═════ Page excerpt

According to the latest reports, M23 leader Sultani Makenga is in Kampala, Uganda, for peace talks at the invitation of the Ugandan military. This comes days after a meeting in Kampala by more than ten presidents from the Great Lakes region in an attempt to find a way out of the latest chapter in the eastern Democratic Republic of Congo's (DRC) turbulent story.

Of those present at the conference on Saturday, President Joseph Kabila of the DRC has the most to lose from an escalation in violence. A resurgent opposition in eastern DRC could threaten the already fragile political system in what is arguably Africa's most ungovernable country.

The Fifth Extraordinary Summit of the International Conference on the Great Lakes Region produced a bland statement calling on the M23 to “stop all war activities and withdraw” to their previous positions 12 miles north of North Kivu’s capital of Goma. But M23 has no reason to listen. It controls a major economic centre and reported bilateral talks between Jean-Marie Runiga Lugerero, M23's political leader, and Uganda’s President Yoweri Museveni show just how far the group has come. Now that it is in the town square and at the high table, M23's leadership has little incentive to go home.

The role of Rwanda

For Rwandan President Paul Kagame, who was absent from the summit, the stakes are arguably even higher. The erstwhile darling of the international aid community built his domestic support and international tolerance for his authoritarian regime bent on economic growth, and on delivering improved standards of living for the Rwandan people.

But links to M23 have already lost Rwanda direct budgetary support previously and high profile military victories by the rebels are causing Kigali a diplomatic headache. The physical closeness of events just serves to cement Kigali's guilt in the eyes of international observers. Goma's urban sprawl runs right up to the Rwandan border, and M23 soldiers reportedly swung by to gain some applause following their taking of the city.

Of course, Kagame also has the most to gain from M23 successes. An autonomous Tutsi-controlled North Kivu will act as an effective buffer from instability in eastern and central DRC. But Kigali cannot be seen to be too closely involved. Its ascent to a near middle-income country has only happened thanks to its status as a darling of the Western aid community, and nowhere has it been so embraced as in the UK.

But in reality, Kagame does not have much choice but to continue his protestations of innocence to the international community. A swell in support for M23 within eastern DRC and less reliance on Rwanda may make this easier for Kagame to achieve.

MONUSCO and the march to Kinshasa?

Among many commentators' rhetoric, certain headlines have been prominent in coverage of the conflict. Firstly, the media has covered the apparent absurdity of the UN peacekeeping force MONUSCO standing by, apparently complacent, as M23 swept into Goma. In a week which saw diplomatic wrangling over potential intervention in Mali and Syria, it seemed peculiar to many that peacekeepers deployed in the eastern DRC were present on the ground and within touching distance, yet allowed M23 to advance so effortlessly.

══════════
═════ Provided material

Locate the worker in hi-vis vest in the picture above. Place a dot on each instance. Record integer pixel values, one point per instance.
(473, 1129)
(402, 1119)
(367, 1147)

══════════

* **Direction 1**:
In the article on the M23 rebellion, how far north of Goma were the previous positions that the summit statement told M23 to withdraw to?
* **Direction 2**:
Write out the part of the M23 article starting at "But in reality, Kagame" and ending at "Kagame to achieve.".

* **Full output 1**:
12 miles north of Goma.

* **Full output 2**:
But in reality, Kagame does not have much choice but to continue his protestations of innocence to the international community. A swell in support for M23 within eastern DRC and less reliance on Rwanda may make this easier for Kagame to achieve.